** Start Provided passage **
United States v. Strunk, 71-1466.

Decision Date16 August 1972
Docket NumberNo. 71-1466.,71-1466.
Citation467 F.2d 969
PartiesUNITED STATES of America, Plaintiff-Appellee, v. Clarence Eugene STRUNK, a/k/a Albert Gardner Wagner, Defendant-Appellant.
CourtU.S. Court of Appeals — Seventh Circuit

John R. Wideikis, Chicago, Ill., for defendant-appellant.

Henry A. Schwarz, U. S. Atty., E. St. Louis, Ill., Michael L. Levinson, Asst. U. S. Atty., Danville, Ill., for plaintiff-appellee.

Before SWYGERT, Chief Judge, and STEVENS and SPRECHER, Circuit Judges.

Certiorari Granted January 8, 1973. See 93 S.Ct. 919.

SWYGERT, Chief Judge.

At the conclusion of a one-day jury trial, appellant-defendant Clarence Eugene Strunk was found guilty of transporting on July 1, 1969 a stolen Oldsmobile station wagon from Oconomowoc, Wisconsin to Mount Vernon, Illinois in violation of 18 U.S.C. § 2312. The defendant was given a five-year sentence to run concurrently with one that he was then serving in the Nebraska State Penitentiary. The defendant appeals from his conviction alleging as the single ground for reversal the denial of his constitutional right of a speedy trial.

The following is a narration of the pertinent facts. On July 24, 1969 the defendant was arrested and held in custody of state authorities in Nebraska on a charge of burglary. On a plea of guilty to a reduced charge of grand larceny in a Nebraska state court, a sentence of one to three years was imposed.

While in custody of the state authorities the defendant was interviewed on September 3, 1969 by an agent of the Federal Bureau of Investigation. After receiving Miranda warnings, the defendant discussed with the agent the facts relating to the transportation of the car which is the subject matter of the instant prosecution. The defendant advised the agent that it was defendant's intention to "demand a speedy trial under Rule 20; and that was why he wanted to get this case cleaned up at the time I talked to him."

According to the record, "the case report of the Federal Bureau of Investigation was filed in Springfield, Illinois" on October 20, 1969, and on December 17 the United States Attorney for the Eastern District of Illinois received correspondence from the United States Attorney for the District of Nebraska which indicated that the defendant "desired to enter a plea to the charge under Rule 20, Federal Rules of Criminal Procedure." On the following day, the federal prosecutor sent the requested forms to Nebraska for processing the case under the rule.

Not having received any word whether the case would proceed under Rule 20 in the Nebraska district, the United States Attorney for the Eastern District of Illinois presented the matter to a grand jury in the latter part of May 1970. An indictment was returned on May 26.

Next the record reveals that on August 13, 1970 the United States Attorney for the District of Nebraska wrote his counterpart in Illinois that the defendant "definitely refused to enter a plea under Rule 20 and that the defendant definitely intended to raise the issue of speedy trial." Thereafter nothing happened until February 9, 1971, when the defendant, having been brought to East St. Louis on a writ of habeas corpus ad prosequendum, was arraigned in the district court for the Eastern District of Illinois. At the arraignment, counsel was appointed for the defendant, and, after a not guilty plea, the trial was set for March 29, 1971.
** End Provided passage **
What is required ▸
Pick up the court opinion in United States v. Strunk after its final sentence and carry it forward.
** Start Given records **
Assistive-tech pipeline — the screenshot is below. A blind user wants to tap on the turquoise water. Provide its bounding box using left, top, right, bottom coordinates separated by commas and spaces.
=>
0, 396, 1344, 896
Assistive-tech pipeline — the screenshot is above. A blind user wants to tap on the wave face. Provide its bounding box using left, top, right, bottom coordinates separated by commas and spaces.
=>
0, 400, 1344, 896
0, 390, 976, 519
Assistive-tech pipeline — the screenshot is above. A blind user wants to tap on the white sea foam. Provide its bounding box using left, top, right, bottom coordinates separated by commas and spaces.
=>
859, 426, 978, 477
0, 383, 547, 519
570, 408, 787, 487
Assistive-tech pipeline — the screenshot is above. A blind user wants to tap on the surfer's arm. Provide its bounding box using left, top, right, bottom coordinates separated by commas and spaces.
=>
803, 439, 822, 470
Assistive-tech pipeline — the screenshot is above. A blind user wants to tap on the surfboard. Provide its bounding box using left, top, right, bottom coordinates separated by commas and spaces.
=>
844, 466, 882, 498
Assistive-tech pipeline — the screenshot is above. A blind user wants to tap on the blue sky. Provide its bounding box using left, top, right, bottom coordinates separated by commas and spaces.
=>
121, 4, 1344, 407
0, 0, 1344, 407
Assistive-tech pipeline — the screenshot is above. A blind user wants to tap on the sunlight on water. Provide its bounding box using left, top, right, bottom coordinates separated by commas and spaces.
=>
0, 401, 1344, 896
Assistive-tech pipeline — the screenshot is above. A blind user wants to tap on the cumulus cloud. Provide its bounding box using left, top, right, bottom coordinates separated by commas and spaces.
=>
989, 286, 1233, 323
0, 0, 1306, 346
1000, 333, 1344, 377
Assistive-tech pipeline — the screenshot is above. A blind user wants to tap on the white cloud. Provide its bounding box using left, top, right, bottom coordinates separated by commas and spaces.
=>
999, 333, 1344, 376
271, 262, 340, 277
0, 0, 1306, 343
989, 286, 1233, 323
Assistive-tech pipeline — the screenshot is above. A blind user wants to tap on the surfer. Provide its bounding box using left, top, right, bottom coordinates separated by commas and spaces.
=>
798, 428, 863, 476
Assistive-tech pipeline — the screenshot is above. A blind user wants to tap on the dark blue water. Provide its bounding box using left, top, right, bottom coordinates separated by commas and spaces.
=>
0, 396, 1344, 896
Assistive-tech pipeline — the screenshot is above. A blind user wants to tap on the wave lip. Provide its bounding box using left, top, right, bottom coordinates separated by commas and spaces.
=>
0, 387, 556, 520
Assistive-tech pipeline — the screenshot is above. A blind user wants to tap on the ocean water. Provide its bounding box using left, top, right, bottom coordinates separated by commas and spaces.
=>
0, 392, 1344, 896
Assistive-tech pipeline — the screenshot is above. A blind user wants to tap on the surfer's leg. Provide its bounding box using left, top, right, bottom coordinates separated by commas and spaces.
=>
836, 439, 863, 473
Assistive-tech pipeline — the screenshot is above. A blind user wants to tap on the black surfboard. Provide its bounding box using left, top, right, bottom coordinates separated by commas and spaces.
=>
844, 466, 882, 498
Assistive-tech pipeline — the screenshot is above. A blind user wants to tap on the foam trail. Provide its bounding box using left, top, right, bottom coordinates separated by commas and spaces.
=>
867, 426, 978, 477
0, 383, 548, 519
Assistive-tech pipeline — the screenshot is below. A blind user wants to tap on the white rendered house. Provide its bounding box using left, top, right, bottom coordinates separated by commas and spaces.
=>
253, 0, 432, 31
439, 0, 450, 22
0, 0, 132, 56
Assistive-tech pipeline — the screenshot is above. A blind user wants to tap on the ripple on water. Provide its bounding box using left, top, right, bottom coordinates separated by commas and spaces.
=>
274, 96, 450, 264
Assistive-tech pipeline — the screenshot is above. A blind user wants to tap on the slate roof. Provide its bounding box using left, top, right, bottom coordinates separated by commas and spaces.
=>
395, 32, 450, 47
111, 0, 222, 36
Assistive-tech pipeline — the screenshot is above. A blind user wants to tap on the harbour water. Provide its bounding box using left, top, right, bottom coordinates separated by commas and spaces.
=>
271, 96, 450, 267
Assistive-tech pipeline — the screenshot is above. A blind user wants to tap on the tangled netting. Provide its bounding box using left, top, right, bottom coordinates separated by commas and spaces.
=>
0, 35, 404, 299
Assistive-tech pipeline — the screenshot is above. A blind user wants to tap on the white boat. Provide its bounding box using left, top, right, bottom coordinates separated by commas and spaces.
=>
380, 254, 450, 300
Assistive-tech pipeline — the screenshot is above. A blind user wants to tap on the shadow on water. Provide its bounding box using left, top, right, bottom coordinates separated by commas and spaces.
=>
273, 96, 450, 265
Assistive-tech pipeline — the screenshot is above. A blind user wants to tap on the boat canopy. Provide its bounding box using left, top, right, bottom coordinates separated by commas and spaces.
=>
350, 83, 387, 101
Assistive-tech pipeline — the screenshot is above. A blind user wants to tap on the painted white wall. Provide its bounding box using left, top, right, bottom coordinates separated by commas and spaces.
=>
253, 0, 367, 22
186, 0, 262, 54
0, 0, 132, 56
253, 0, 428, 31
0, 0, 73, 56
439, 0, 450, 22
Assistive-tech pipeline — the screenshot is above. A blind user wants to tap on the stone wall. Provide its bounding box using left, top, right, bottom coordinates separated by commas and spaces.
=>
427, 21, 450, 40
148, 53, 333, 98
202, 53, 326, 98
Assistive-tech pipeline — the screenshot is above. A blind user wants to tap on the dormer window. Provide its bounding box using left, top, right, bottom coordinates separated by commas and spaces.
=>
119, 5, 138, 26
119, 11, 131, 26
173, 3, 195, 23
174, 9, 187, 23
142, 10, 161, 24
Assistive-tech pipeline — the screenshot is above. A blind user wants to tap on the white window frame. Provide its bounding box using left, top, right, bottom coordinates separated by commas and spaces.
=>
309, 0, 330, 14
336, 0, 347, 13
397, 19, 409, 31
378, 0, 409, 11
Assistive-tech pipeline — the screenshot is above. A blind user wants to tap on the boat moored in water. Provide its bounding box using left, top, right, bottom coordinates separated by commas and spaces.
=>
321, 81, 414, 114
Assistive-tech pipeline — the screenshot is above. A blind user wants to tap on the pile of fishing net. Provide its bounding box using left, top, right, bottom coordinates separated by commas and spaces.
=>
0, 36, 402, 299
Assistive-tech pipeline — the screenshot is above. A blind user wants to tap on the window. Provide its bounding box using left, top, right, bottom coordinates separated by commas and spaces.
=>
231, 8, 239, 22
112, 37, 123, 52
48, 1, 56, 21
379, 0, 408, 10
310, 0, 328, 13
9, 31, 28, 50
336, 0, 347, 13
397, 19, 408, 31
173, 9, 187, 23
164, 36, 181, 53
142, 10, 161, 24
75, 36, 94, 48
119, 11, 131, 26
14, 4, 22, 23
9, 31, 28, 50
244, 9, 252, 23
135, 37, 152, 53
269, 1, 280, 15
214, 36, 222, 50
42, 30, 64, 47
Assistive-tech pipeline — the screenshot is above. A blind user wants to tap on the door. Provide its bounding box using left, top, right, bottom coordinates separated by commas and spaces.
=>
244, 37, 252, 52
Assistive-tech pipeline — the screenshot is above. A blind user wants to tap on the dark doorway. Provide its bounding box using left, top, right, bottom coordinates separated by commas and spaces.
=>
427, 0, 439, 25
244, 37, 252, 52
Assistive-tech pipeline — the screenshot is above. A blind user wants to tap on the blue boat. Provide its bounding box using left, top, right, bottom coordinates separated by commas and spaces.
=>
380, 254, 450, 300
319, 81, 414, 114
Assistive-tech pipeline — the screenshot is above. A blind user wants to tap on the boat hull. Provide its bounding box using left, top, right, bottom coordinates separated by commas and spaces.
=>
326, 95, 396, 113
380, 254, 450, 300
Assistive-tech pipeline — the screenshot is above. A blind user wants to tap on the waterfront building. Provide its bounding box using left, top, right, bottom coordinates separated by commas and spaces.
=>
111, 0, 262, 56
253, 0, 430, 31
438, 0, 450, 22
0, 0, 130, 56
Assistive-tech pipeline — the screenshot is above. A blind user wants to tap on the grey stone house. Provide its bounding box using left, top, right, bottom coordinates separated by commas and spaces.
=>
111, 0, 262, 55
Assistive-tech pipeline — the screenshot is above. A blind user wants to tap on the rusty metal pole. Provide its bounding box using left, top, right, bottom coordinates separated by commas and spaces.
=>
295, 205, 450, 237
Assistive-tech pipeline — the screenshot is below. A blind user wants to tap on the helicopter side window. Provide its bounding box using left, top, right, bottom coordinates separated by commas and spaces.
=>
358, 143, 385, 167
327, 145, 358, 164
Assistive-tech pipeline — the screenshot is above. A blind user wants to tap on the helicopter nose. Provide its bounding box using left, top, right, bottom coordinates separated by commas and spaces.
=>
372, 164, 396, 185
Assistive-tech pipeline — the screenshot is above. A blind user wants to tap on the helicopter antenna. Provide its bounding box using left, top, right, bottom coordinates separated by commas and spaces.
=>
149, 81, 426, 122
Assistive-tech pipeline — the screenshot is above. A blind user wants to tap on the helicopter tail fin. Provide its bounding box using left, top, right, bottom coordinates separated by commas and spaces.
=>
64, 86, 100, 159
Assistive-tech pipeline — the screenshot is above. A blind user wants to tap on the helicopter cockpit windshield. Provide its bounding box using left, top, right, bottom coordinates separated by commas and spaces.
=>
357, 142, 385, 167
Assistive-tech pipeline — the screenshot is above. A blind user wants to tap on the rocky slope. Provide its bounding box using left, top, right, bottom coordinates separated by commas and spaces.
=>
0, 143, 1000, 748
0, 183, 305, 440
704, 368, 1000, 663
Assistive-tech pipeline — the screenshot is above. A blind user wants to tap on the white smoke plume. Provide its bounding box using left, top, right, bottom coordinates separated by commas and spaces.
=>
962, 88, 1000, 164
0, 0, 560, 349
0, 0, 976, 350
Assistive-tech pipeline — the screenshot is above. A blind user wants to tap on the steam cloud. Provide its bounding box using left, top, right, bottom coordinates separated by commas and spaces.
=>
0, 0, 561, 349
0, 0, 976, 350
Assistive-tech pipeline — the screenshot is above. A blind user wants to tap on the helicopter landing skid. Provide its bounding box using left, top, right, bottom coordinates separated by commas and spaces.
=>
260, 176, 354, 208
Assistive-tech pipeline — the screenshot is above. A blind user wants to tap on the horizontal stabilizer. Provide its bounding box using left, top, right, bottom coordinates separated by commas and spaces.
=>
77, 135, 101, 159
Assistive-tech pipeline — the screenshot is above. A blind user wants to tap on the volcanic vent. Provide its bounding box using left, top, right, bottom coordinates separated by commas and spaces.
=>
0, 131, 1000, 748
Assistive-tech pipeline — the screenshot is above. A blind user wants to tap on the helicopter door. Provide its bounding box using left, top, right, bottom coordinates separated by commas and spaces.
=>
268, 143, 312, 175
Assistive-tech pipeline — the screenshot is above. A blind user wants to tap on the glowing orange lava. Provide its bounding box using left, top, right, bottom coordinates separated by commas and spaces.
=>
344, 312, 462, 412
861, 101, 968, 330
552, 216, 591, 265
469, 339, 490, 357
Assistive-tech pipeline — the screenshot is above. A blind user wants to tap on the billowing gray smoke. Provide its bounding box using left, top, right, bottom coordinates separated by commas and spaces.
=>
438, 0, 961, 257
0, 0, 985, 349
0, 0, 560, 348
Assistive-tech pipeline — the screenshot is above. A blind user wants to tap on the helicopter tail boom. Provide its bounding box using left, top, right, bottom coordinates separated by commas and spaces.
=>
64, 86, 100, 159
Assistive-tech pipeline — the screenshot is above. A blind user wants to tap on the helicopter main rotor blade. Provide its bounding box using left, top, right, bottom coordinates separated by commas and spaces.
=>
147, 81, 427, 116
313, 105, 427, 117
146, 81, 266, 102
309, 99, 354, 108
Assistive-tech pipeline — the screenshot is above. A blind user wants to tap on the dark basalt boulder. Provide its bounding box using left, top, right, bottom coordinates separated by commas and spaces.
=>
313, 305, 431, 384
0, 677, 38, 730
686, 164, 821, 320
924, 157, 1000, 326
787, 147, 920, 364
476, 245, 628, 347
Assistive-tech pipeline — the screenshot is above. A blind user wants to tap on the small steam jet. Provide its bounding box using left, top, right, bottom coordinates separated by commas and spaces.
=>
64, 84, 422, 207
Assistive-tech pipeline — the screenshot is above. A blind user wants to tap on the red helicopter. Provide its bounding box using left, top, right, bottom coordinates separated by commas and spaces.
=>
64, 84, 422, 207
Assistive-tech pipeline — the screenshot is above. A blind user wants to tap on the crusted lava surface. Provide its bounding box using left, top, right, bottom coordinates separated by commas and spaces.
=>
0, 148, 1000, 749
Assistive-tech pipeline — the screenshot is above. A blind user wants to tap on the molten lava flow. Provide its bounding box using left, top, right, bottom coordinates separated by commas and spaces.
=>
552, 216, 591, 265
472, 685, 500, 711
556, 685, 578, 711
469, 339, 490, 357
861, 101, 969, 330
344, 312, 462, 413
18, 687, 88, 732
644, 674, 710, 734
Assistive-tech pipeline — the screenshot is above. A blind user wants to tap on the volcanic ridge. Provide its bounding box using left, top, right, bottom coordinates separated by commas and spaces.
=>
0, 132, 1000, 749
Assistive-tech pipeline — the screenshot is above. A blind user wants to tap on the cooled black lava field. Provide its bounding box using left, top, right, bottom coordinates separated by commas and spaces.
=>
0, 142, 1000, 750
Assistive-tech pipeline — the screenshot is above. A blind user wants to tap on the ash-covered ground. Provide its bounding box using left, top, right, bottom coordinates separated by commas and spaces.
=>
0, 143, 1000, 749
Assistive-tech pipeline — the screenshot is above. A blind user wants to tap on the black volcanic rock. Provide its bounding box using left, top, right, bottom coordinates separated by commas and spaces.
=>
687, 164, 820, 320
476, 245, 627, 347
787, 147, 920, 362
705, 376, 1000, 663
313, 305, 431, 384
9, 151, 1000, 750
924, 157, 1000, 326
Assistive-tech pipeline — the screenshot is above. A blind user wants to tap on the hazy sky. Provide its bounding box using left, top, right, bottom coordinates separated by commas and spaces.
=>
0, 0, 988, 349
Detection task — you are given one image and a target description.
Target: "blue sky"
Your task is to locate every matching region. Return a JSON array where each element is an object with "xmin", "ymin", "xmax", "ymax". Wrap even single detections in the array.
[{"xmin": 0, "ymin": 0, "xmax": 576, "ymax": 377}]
** End Given records **
Task output ▸
Prior to the trial, defendant's counsel moved for a dismissal of the indictment pursuant to Fed.R.Crim.P. 48(b), asserting that the defendant had been denied a speedy trial as guaranteed by the sixth amendment. Briefs were filed by the parties, and the district judge, after hearing oral argument but without conducting an evidentiary hearing, denied the motion.

Approximately eleven months elapsed between the commission of the crime and the return of the indictment. The defendant, however, raises no issue with regard to the preindictment delay. He concedes that United States v. Marion, 404 U.S. 307, 92 S.Ct. 455, 30 L.Ed.2d 468 (1971), forecloses consideration of that issue in his case. The issue he does raise concerns the Government's delay in bringing him to trial after the return of the indictment. The time elapsing between the filing of the charge and the trial was 306 days, or approximately ten months. The defendant contends that when all the circumstances are considered he was not offered a speedy trial and that the district judge erred in not dismissing the indictment.

Initially, it must be observed that the record is scanty on the issue before us. No voir dire evidentiary hearing was conducted. Most of the facts must be gleaned from the docket entries and the briefs filed in the district court in support of and in opposition to the motion to dismiss. Nevertheless, while we considered remanding for an evidentiary hearing, we have concluded that the issue can be decided based upon the record before us and the oral argument. We do, however, emphasize that the better practice would be for the district court to conduct an evidentiary hearing upon a motion under Rule 48(b), and to make findings in ruling on the motion.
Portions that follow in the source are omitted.